● **Activity**:
Where the records below show a line containing "Target: pine tree", start copying; end with the line containing "Every instance of the birch", and copy it too.

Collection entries
_____

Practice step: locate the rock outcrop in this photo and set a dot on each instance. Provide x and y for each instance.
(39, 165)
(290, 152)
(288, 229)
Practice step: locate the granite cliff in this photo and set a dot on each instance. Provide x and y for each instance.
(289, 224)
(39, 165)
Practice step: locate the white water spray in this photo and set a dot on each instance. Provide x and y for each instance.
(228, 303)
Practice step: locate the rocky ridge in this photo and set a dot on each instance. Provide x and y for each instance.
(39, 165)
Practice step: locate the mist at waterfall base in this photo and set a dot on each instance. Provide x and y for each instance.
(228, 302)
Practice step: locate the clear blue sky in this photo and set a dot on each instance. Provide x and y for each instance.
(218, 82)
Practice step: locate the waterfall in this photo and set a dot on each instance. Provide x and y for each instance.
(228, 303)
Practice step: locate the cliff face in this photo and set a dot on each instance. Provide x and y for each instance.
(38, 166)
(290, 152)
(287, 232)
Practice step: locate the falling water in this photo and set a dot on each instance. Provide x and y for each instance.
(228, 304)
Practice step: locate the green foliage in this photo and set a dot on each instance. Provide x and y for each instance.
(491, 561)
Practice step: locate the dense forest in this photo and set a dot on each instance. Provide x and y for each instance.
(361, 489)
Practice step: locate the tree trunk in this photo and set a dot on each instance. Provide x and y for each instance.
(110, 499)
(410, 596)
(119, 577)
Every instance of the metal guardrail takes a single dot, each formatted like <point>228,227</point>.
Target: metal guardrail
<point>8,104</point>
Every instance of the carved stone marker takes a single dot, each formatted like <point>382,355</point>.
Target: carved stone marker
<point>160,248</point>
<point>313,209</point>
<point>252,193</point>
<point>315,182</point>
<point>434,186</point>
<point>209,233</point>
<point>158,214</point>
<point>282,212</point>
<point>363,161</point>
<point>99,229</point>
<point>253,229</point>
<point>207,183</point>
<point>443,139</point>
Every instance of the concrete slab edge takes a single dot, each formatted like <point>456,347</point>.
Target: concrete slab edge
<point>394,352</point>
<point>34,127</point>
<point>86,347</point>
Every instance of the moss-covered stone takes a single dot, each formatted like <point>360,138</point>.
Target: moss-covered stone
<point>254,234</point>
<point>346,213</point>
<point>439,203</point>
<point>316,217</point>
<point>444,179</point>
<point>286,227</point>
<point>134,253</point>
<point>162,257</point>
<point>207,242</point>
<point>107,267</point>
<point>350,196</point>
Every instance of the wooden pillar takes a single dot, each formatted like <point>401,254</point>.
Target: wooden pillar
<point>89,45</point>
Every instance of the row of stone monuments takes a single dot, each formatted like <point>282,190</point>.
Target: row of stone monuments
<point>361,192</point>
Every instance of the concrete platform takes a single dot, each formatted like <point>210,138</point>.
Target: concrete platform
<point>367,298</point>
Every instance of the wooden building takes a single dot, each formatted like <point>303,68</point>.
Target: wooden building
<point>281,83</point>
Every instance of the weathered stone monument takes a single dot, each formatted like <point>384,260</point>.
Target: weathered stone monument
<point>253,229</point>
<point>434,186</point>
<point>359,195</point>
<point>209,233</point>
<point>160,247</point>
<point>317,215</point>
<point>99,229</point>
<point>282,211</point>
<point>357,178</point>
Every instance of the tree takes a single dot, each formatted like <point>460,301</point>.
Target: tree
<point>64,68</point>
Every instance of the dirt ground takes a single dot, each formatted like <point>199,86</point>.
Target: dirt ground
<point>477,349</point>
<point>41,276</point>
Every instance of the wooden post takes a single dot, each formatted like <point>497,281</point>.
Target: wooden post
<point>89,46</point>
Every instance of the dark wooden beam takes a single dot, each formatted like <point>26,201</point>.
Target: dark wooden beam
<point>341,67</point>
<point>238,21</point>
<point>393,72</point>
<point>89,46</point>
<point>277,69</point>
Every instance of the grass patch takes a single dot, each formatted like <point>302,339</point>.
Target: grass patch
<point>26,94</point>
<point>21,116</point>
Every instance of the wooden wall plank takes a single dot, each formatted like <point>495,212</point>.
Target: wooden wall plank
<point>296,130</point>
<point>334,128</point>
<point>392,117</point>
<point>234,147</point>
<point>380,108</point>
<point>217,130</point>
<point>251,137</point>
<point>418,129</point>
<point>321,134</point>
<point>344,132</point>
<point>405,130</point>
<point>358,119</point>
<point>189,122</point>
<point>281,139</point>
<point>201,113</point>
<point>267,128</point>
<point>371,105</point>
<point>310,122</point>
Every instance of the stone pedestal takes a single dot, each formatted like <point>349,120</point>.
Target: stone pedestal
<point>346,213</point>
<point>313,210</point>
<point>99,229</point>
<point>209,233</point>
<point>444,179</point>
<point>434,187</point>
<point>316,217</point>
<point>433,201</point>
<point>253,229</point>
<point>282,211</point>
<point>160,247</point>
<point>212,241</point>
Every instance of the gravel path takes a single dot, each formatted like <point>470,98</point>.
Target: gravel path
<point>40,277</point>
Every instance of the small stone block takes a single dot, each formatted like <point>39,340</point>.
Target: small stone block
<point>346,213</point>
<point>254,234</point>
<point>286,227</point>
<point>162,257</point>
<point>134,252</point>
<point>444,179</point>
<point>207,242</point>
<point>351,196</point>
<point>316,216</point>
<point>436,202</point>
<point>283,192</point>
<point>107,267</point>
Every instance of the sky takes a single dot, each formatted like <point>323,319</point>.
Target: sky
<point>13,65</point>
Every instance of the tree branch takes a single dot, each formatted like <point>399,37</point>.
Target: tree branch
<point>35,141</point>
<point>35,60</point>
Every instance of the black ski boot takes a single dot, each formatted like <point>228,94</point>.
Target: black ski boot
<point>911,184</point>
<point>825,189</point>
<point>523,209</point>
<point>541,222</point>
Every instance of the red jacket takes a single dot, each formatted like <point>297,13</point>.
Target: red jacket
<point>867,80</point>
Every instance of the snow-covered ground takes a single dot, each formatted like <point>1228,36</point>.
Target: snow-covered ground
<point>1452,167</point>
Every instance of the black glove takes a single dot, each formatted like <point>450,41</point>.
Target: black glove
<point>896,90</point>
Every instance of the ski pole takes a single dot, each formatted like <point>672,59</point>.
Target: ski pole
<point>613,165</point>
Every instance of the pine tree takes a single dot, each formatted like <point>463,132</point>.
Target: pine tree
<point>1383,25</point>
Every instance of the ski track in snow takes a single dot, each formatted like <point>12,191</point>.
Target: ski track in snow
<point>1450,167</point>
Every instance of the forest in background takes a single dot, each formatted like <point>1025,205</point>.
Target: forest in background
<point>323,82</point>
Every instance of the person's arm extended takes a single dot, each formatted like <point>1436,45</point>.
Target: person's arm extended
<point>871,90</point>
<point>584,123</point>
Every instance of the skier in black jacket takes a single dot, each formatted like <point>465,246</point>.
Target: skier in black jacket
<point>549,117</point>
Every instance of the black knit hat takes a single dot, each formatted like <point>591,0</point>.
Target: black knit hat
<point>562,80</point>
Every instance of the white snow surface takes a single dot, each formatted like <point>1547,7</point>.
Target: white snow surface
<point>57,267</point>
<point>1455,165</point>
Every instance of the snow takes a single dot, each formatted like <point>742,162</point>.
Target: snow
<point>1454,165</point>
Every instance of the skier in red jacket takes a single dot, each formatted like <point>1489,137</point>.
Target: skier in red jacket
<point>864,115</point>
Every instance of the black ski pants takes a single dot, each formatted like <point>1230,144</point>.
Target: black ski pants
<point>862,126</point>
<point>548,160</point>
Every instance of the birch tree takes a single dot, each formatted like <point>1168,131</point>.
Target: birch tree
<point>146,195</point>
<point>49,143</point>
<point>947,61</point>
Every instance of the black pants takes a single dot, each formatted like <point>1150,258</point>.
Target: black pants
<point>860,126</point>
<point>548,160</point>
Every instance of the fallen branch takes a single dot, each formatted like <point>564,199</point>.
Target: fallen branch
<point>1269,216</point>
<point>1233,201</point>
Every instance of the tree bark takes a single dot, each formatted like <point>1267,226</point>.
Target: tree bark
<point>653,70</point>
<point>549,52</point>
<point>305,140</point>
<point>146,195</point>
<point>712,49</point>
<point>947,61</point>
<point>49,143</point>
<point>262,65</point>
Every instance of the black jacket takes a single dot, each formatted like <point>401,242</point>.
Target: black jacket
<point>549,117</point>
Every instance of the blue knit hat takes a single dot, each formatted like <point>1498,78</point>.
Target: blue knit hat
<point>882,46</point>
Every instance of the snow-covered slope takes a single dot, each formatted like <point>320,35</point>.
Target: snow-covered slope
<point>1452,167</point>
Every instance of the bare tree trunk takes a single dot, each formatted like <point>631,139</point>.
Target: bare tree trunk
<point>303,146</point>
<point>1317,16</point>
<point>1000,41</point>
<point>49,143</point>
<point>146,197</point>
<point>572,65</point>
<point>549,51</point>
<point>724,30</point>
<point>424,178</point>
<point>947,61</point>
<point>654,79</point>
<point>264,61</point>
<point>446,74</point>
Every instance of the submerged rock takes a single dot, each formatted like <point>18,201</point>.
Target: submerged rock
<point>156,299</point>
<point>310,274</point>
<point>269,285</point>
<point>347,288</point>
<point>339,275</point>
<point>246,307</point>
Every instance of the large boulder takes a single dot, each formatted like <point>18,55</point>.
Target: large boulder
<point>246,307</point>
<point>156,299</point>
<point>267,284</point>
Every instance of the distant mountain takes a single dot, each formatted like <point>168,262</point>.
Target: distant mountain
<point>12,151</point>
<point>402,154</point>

_____

● **Response**:
Target: pine tree
<point>1383,25</point>
Every instance of the ski track in snow takes a single dot, each formatted like <point>12,191</point>.
Target: ski track in snow
<point>1450,167</point>
Every instance of the forest in background takes a single dot, each formatted like <point>1025,205</point>.
Target: forest in background
<point>323,82</point>
Every instance of the person's arm extended takes a single dot, each formatted like <point>1436,45</point>.
Target: person's arm extended
<point>871,90</point>
<point>584,123</point>
Every instance of the skier in black jacket takes a single dot, each formatted like <point>465,246</point>.
Target: skier in black jacket
<point>549,117</point>
Every instance of the black knit hat takes a single dot, each formatted like <point>591,0</point>.
Target: black knit hat
<point>562,80</point>
Every instance of the white snow surface takes a single dot, each formatted like <point>1547,7</point>.
Target: white snow surface
<point>57,267</point>
<point>1455,165</point>
Every instance of the snow takes a single dot, each formatted like <point>742,162</point>.
Target: snow
<point>1454,165</point>
Every instance of the skier in red jacket takes a single dot, each formatted like <point>1489,137</point>.
Target: skier in red jacket
<point>864,115</point>
Every instance of the black ski pants takes a single dot, each formatted like <point>1230,144</point>.
Target: black ski pants
<point>862,126</point>
<point>548,160</point>
Every instance of the birch tree takes a single dot, each formatted like <point>1168,131</point>.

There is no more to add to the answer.